(EXCERPT):

────────────────────

Can Rocks Compute? What It Means for a Physical System to Be a Computer
A Strange Question
Here’s a weird thing to think about. You’re sitting at a table. In front of you is a computer and a rock. The computer runs programs, plays videos, lets you type words and see them appear on screen. The rock just sits there.
But is the rock really not computing? Or could it be that the rock is doing some kind of computation, just a very boring one that nobody notices? And if the rock isn’t computing, what exactly does the computer have that the rock lacks?
This might sound like a silly question. Obviously a rock isn’t a computer—you can’t play Minecraft on it. But philosophers noticed something troubling. If you look closely enough at anything in the physical world, you can find a way to describe it as performing a computation. A rock gradually heating up in the sun, for example, goes through a sequence of states (cooler, warmer, warmer still) that could be mapped onto the states of a simple computer program that just alternates between 0 and 1. Under the right description, the rock is “computing” just as much as your laptop is.
This is a real problem, not a joke. If everything is a computer, then saying “the mind is a computer” becomes meaningless—it’s like saying “the mind is made of matter.” Of course it is, but that doesn’t tell you anything interesting. So philosophers have been arguing for decades about what genuine physical computation is, and whether rocks (or brains, or anything else) really do it.

────────────────────

(RECORD LIST):
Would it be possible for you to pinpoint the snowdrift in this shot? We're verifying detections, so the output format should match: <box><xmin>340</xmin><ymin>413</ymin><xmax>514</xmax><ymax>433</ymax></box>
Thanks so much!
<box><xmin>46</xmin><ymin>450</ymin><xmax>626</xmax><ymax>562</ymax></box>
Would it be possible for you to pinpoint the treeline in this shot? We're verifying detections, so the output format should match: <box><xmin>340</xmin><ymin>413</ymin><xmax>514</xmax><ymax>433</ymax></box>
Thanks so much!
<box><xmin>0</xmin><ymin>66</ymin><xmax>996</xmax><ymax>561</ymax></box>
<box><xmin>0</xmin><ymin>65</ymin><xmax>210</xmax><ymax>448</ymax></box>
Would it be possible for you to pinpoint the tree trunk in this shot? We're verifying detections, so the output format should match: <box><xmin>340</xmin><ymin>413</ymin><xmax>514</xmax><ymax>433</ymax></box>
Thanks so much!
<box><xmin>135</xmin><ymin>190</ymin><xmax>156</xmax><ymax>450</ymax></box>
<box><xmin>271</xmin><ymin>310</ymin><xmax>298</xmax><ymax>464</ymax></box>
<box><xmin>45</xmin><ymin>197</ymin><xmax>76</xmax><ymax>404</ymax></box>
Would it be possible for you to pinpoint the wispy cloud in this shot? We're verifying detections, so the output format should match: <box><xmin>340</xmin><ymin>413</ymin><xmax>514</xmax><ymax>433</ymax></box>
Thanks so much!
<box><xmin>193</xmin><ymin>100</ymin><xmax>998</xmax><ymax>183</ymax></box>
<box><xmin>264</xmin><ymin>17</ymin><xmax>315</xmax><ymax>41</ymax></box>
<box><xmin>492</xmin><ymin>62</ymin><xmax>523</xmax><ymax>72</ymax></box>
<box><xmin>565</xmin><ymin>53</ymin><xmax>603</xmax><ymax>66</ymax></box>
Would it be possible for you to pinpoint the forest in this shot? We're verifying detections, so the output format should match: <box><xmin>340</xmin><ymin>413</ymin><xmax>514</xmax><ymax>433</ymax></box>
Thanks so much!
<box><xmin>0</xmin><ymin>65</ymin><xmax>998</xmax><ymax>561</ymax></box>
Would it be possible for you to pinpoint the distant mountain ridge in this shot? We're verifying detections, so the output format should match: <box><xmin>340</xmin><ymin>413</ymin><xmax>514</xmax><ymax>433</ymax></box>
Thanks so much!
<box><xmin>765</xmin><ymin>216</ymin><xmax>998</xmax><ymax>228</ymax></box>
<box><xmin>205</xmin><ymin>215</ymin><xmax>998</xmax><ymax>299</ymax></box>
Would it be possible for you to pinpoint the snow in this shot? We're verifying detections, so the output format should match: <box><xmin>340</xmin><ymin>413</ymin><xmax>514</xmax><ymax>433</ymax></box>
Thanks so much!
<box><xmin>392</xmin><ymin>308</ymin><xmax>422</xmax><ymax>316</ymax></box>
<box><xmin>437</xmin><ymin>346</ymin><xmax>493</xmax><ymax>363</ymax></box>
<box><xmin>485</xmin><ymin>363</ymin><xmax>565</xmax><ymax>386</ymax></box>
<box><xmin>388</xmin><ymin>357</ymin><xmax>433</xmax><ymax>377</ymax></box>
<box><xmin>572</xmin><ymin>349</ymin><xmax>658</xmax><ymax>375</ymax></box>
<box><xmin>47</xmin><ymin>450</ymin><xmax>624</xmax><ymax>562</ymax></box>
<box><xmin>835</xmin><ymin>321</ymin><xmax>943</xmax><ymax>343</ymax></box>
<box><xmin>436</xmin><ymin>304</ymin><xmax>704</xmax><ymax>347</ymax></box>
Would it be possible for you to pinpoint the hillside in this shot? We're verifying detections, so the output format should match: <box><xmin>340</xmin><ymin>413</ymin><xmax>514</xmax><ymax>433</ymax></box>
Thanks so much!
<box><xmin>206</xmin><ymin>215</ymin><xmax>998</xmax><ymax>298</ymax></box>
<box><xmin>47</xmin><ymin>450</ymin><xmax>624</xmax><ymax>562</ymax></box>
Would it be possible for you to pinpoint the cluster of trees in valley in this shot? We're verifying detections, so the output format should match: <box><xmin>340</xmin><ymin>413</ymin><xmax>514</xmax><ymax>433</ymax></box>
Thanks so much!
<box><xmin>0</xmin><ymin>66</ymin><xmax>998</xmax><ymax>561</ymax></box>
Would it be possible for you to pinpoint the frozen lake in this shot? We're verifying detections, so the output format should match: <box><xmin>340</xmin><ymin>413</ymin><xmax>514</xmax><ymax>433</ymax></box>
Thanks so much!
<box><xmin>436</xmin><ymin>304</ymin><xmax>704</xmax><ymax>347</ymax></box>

────────────────────

(WHAT YOU WILL DO):
**a)** Answer these questions from the passage on whether rocks compute:
(i) What two objects sit in front of you at the table?
(ii) What sequence of states does a rock heating up in the sun go through?
(iii) If everything is a computer, what does saying "the mind is a computer" become like?
**b)** Write the next part of the passage on whether rocks compute, picking up after its final sentence.
The records are separate material and are not part of the passage on whether rocks compute.

(OUTPUTS IN ORDER):
**a)**
(i) A computer and a rock.
(ii) Cooler, warmer, warmer still.
(iii) Like saying "the mind is made of matter."

**b)**
The Problem of Implementation
Let’s start with something you already know. There’s a difference between abstract math and physical stuff. A Turing machine (the mathematical model of a computer) is an abstract thing—you can’t drop one on your foot. It’s defined by rules, states, and symbols on a tape that never runs out. But your laptop is a physical thing made of silicon, wires, and electricity. Somehow, the physical laptop implements the abstract computations. The laptop’s physical states (voltages in circuits) correspond to the Turing machine’s abstract states (0s and 1s), and as the voltages change, the abstract computation happens.
This is called the problem of computational implementation: how does a physical, concrete system manage to be the same thing as an abstract, mathematical computation? It’s not obvious that this should even be possible.
The simplest answer is also the most troubling one. Here’s philosopher Hilary Putnam’s proposal, later called the Simple Mapping Account: a physical system implements a computation if you can find a way to map the physical states of the system onto the computational states defined by the computation, in a way that the physical state transitions match the computational state transitions. That’s it. Just draw a map from physical stuff to computational stuff, and if the physical stuff changes in a way that follows the computational rules, the system is computing.
And here’s the problem: you can do that for anything. Remember the rock heating in the sun? You can map its temperature states onto the 0 and 1 states of a simple two-state calculator, and as the rock warms up, its temperature changes match the calculator’s state changes. By Putnam’s definition, the rock is a perfectly good computer.
This conclusion is called pancomputationalism—the view that literally every physical system is a computer. Most philosophers think this can’t be right. If everything computes, then nothing specially computes. The word loses its meaning. But if pancomputationalism is wrong, then we need a stricter definition of what counts as genuine computation. Let’s see what philosophers have come up with.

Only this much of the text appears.